Accompanying one of my most recent Instagram pics, I wrote the following: 
Sometimes you’re handed opportunities in life. Other times, you create them. You lean on invisible, locked doors leading in the direction in which you’re hoping to go and, providentially, from time to time, they open. Other times, they don’t.
Sometimes – all too often – I lean too hard, and get off balance. I spend too much of my mental energies on tomorrow, next week, next month, next year. I miss too much of what’s happening in the present. It’s a repeating pattern I need to address more fully.
Repeating patterns. Currently, I’m gearing up to do some work that reminds me of other periods in my life when I was in a similar mental state – one of expectation, of knowing that you’re about to embark on a journey. 
But it’s not (just) about the destination.

The documentary Gerhard Richter Painting ends with the artist behind the camera lens, doing a panning shot of his paintings on the walls of his studio, and declaring, “Man, this is fun.” You can clearly hear the enjoyment in his subtitled German voice, and it’s just as clear that he was talking not about operating the camera but about being a painter – being an artist for a living. Sometimes, despite the associated challenges, it just hits you: this is fun.
If the process weren’t fun, I doubt I’d go to all the effort that being a full time artist can entail. 

There have been many occasions in my life marked by effort, but I can think of two where I drew things out, quite literally: spending unnecessary time and effort to make preparatory drawings for two museum shows, one, Chuck Close’s, the other, mine. In both cases, much more expeditious means were available, but dismissed.
Why? I think for the very same reasons Gerhard Richter expressed. Not to create opportunities, though that’s often one unintended byproduct. 
For pleasure.
++++
> **Goals**
• A. Repeat the post word for word, starting at "If the process" and ending at "For pleasure.".
• B. In the post, what does Gerhard Richter declare at the end of the documentary while panning the camera across his paintings?
Rely only on the post above.
++++
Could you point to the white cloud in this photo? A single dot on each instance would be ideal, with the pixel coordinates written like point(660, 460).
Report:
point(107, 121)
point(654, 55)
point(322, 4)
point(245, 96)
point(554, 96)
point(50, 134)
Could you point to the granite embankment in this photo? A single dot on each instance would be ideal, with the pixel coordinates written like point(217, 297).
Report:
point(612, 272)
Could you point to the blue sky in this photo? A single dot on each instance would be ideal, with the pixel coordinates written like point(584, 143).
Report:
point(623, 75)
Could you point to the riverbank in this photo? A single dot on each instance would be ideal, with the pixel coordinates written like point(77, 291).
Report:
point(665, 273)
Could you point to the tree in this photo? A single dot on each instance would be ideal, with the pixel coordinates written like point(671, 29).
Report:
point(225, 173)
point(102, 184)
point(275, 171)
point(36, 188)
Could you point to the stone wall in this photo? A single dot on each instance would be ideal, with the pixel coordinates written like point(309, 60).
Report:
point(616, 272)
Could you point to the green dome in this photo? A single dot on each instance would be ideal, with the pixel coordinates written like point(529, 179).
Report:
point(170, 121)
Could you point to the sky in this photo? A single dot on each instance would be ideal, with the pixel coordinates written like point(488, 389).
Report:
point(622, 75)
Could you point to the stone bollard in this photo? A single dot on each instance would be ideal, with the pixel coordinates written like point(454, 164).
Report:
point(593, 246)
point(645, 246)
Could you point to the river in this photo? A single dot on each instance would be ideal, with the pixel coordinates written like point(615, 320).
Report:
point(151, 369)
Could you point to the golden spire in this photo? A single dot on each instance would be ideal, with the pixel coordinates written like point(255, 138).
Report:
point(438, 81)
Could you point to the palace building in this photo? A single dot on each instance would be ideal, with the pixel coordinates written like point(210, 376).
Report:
++++
> **Answers to the tasks**
• A.
If the process weren’t fun, I doubt I’d go to all the effort that being a full time artist can entail. 

There have been many occasions in my life marked by effort, but I can think of two where I drew things out, quite literally: spending unnecessary time and effort to make preparatory drawings for two museum shows, one, Chuck Close’s, the other, mine. In both cases, much more expeditious means were available, but dismissed.
Why? I think for the very same reasons Gerhard Richter expressed. Not to create opportunities, though that’s often one unintended byproduct. 
For pleasure.

• B. "Man, this is fun."